(Set task)
Turn the lines from the start of the Stored records down to the line containing "column 210, row 522", both included, into a Markdown table with the columns Row and Line. Number each line in the Row column and leave out any blank lines.

[Stored records]
- - - - -

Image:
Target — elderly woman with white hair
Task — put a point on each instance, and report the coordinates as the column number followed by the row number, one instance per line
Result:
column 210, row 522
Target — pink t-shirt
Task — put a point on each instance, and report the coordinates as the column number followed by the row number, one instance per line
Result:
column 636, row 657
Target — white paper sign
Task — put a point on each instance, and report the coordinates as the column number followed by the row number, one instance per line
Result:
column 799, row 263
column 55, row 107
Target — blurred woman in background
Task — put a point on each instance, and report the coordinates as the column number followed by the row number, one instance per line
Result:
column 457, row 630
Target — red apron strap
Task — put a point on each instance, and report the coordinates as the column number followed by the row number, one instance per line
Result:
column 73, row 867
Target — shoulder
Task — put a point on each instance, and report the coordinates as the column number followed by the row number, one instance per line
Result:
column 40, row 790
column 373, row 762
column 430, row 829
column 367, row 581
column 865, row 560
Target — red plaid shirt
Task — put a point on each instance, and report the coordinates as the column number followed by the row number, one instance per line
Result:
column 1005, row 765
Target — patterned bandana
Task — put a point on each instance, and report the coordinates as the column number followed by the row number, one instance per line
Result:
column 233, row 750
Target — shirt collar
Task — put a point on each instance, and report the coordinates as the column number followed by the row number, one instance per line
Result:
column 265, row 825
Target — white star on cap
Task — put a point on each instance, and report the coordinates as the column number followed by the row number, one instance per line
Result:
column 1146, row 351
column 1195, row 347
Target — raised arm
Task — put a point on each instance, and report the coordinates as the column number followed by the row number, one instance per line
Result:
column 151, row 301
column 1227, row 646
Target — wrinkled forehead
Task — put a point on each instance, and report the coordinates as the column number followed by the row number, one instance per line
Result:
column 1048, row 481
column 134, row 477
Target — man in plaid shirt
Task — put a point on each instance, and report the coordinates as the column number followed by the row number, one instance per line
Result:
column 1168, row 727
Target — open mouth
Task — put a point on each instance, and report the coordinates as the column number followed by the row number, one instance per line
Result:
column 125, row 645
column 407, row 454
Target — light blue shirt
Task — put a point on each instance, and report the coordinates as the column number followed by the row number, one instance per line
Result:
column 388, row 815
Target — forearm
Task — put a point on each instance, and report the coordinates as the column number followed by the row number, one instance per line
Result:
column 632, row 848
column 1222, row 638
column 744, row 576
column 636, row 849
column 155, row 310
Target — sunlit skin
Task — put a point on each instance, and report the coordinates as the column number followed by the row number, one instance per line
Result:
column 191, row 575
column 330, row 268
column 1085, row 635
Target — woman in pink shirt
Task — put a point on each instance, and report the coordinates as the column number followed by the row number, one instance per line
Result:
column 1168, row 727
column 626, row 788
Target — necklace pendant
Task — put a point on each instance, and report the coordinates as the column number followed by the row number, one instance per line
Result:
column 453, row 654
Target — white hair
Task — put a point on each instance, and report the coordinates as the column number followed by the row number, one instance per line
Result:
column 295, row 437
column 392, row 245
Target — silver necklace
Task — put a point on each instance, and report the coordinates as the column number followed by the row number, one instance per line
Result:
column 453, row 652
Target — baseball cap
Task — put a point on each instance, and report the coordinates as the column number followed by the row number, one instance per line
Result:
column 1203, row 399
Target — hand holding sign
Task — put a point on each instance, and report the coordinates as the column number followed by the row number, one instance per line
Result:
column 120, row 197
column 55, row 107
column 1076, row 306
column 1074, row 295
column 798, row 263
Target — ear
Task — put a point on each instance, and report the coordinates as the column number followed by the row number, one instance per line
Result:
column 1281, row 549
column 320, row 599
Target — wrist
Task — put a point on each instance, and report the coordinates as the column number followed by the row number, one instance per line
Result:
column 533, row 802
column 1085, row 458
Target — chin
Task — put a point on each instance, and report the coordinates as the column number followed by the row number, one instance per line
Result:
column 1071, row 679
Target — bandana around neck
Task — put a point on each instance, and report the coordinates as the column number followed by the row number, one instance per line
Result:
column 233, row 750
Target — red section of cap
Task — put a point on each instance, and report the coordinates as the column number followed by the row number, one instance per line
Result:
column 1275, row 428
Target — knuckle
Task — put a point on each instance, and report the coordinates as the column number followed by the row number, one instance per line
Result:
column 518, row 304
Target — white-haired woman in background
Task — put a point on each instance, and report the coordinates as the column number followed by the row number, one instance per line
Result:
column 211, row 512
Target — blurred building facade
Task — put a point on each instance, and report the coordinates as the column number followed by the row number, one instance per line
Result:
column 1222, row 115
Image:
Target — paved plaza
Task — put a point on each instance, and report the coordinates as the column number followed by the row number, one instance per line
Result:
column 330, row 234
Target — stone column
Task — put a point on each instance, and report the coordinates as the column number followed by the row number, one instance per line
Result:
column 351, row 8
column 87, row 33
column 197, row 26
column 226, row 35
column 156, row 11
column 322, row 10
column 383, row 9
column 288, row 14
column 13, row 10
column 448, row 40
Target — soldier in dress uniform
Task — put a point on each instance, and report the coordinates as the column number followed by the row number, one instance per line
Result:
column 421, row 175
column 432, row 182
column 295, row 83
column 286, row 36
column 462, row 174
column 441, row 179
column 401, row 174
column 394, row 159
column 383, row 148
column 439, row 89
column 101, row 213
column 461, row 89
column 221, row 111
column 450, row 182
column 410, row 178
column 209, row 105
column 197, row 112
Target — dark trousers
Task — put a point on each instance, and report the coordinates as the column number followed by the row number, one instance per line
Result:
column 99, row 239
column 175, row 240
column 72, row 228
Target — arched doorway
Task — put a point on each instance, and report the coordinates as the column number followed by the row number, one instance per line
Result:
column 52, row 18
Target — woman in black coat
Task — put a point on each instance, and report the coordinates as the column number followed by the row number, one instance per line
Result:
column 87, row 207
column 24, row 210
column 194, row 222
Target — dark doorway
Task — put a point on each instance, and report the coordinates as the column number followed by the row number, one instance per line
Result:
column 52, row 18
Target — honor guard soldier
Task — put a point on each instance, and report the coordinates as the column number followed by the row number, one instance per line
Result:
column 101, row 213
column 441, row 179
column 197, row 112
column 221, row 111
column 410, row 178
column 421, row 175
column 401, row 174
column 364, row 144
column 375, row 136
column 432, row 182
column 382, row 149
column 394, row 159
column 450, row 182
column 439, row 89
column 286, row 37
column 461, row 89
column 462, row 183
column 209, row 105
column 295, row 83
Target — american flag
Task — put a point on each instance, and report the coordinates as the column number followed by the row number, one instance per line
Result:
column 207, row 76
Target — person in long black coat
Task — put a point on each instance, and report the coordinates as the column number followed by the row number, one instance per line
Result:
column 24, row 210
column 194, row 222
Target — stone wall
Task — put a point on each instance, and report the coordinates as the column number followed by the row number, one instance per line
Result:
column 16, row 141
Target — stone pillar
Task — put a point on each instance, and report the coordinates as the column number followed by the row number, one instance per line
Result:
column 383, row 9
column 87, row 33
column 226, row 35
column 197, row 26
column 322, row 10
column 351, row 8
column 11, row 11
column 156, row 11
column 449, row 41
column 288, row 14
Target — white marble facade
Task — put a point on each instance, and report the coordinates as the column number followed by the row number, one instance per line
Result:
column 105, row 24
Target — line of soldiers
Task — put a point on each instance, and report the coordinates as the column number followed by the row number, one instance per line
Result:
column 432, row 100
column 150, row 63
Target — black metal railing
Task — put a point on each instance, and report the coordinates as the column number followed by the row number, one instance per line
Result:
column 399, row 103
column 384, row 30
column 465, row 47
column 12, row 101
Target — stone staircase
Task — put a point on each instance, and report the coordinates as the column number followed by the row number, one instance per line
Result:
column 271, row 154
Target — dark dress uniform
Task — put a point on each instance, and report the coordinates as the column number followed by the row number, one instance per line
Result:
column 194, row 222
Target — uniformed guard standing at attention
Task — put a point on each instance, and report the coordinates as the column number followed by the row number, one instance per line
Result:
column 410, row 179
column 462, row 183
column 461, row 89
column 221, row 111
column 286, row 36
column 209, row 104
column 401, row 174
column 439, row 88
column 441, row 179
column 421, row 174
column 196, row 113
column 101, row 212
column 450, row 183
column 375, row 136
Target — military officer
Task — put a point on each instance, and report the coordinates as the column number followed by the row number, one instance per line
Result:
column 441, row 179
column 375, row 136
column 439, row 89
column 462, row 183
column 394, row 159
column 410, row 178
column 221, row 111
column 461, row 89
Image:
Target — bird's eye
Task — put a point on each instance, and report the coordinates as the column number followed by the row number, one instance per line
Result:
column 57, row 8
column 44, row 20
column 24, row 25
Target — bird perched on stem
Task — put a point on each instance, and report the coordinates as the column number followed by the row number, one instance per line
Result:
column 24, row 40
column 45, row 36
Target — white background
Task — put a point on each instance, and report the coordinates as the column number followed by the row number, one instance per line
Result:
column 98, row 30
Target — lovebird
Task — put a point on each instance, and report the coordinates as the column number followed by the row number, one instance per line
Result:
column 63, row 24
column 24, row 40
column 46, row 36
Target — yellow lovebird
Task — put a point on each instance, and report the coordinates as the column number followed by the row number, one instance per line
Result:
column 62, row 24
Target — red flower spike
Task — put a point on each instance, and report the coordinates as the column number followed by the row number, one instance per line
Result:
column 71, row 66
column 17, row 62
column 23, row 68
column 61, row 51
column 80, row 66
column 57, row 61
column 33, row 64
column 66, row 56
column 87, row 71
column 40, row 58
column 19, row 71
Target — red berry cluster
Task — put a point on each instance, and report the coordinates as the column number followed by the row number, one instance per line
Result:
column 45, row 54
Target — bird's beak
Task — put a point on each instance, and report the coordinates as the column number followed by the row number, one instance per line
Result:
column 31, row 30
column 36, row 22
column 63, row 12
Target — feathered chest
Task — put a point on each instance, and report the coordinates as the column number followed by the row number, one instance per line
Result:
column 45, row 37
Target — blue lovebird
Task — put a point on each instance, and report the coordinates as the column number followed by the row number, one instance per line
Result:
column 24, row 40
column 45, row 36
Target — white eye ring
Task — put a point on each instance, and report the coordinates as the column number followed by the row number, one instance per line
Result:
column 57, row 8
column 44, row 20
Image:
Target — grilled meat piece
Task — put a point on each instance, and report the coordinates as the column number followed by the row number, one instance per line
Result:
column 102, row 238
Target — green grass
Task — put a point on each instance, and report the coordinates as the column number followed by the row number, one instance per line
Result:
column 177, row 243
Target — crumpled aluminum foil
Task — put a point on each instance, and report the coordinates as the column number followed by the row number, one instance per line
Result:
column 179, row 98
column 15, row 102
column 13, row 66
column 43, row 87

- - - - -

(Solution)
| Row | Line |
|---|---|
| 1 | Image: |
| 2 | Target — elderly woman with white hair |
| 3 | Task — put a point on each instance, and report the coordinates as the column number followed by the row number, one instance per line |
| 4 | Result: |
| 5 | column 210, row 522 |